## WHAT IS EXPECTED
Can you render the entries below as a JSON list of strings, one string per line, from the line containing "locate | one dot per instance of the white" through the end of the entries, both ends included and blank lines left out?

:::::

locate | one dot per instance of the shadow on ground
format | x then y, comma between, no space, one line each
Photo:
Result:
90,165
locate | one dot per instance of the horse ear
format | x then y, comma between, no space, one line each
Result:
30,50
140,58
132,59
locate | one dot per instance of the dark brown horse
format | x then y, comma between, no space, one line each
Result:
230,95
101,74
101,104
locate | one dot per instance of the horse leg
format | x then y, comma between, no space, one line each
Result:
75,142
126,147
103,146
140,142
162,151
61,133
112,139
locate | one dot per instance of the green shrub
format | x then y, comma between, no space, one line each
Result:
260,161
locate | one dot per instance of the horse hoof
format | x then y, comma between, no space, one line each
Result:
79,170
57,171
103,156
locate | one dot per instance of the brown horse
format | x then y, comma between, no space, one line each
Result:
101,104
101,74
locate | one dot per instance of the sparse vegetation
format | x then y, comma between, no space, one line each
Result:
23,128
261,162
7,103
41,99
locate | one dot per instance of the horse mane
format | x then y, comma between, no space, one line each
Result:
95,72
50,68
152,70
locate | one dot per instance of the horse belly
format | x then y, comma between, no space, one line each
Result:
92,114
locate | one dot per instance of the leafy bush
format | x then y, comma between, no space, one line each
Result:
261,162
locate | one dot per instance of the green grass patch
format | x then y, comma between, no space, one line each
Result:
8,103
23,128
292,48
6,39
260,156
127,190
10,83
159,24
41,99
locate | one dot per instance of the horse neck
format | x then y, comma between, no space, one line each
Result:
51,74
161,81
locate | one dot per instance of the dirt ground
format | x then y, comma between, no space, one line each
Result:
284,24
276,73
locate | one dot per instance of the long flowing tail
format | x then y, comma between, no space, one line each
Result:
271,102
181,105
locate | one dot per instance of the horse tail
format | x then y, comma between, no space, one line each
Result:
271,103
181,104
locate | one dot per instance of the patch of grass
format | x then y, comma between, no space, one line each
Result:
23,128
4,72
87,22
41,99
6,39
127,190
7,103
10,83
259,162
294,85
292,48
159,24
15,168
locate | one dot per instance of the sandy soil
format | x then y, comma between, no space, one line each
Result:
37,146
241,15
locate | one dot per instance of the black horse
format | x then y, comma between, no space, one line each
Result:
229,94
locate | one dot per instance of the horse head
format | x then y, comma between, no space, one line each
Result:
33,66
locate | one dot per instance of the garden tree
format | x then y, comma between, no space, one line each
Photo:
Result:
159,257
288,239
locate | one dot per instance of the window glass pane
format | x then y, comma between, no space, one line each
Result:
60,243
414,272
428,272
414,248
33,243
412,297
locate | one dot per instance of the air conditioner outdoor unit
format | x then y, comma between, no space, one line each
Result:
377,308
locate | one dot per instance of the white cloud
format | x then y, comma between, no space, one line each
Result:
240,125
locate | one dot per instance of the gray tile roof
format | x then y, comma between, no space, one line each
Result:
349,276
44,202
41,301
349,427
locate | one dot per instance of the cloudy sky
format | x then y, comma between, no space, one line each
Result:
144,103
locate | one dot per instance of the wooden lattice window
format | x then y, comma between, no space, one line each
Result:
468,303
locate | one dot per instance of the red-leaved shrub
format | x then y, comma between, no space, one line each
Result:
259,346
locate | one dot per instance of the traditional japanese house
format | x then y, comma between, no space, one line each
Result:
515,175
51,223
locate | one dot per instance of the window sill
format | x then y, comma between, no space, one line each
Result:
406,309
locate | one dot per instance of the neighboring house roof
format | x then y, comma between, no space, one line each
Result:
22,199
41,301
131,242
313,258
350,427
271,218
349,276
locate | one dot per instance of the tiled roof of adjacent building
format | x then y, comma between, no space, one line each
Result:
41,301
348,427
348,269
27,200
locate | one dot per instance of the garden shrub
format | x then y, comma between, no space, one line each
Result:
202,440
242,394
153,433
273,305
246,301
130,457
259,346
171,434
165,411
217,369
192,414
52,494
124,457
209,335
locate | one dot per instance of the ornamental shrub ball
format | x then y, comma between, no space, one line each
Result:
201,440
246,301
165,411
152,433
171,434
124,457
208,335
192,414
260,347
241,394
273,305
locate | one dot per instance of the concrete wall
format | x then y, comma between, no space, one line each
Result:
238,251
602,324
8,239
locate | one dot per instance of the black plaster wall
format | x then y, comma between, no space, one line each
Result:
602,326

:::::

## COMPLETED TASK
[
  "locate | one dot per instance of the white cloud",
  "format | x then y, comma between, no space, one line each",
  "Result:",
  "240,125",
  "locate | one dot per instance of the gray tile roof",
  "format | x then y, comma between, no space, one line each",
  "Result:",
  "349,276",
  "44,202",
  "41,301",
  "349,427",
  "locate | one dot per instance of the cloudy sky",
  "format | x then y, comma between, no space, one line each",
  "Result:",
  "144,103",
  "locate | one dot per instance of the wooden lattice window",
  "format | x then y, comma between, no space, one line each",
  "Result:",
  "468,303",
  "locate | one dot per instance of the red-leaved shrub",
  "format | x then y, comma between, no space, one line each",
  "Result:",
  "259,346",
  "locate | one dot per instance of the traditional japanese house",
  "format | x then y, comma between, no space, one line each",
  "Result:",
  "515,175",
  "51,223",
  "locate | one dot per instance of the window sill",
  "format | x then y, comma between, no space, one line each",
  "Result:",
  "406,309",
  "locate | one dot per instance of the neighboring house roof",
  "format | x then y, comma between, no space, one line each",
  "Result:",
  "22,199",
  "41,301",
  "131,242",
  "313,258",
  "350,427",
  "271,218",
  "349,276",
  "locate | one dot per instance of the tiled roof of adjacent building",
  "format | x then y, comma between, no space, one line each",
  "Result:",
  "41,301",
  "348,427",
  "348,269",
  "27,200",
  "locate | one dot per instance of the garden shrub",
  "format | x then y, comma between, no space, one line each",
  "Result:",
  "202,440",
  "242,394",
  "153,433",
  "273,305",
  "246,301",
  "130,457",
  "259,346",
  "171,434",
  "165,411",
  "217,369",
  "192,414",
  "52,494",
  "124,457",
  "209,335",
  "locate | one dot per instance of the ornamental shrub ball",
  "format | x then y, comma between, no space, one line each",
  "Result:",
  "201,440",
  "246,301",
  "165,411",
  "152,433",
  "171,434",
  "124,457",
  "208,335",
  "192,414",
  "260,347",
  "241,394",
  "273,305",
  "locate | one dot per instance of the concrete wall",
  "format | x then y, comma between, no space, one line each",
  "Result:",
  "238,251",
  "602,324",
  "8,239",
  "locate | one dot per instance of the black plaster wall",
  "format | x then y, comma between, no space, one line each",
  "Result:",
  "602,326"
]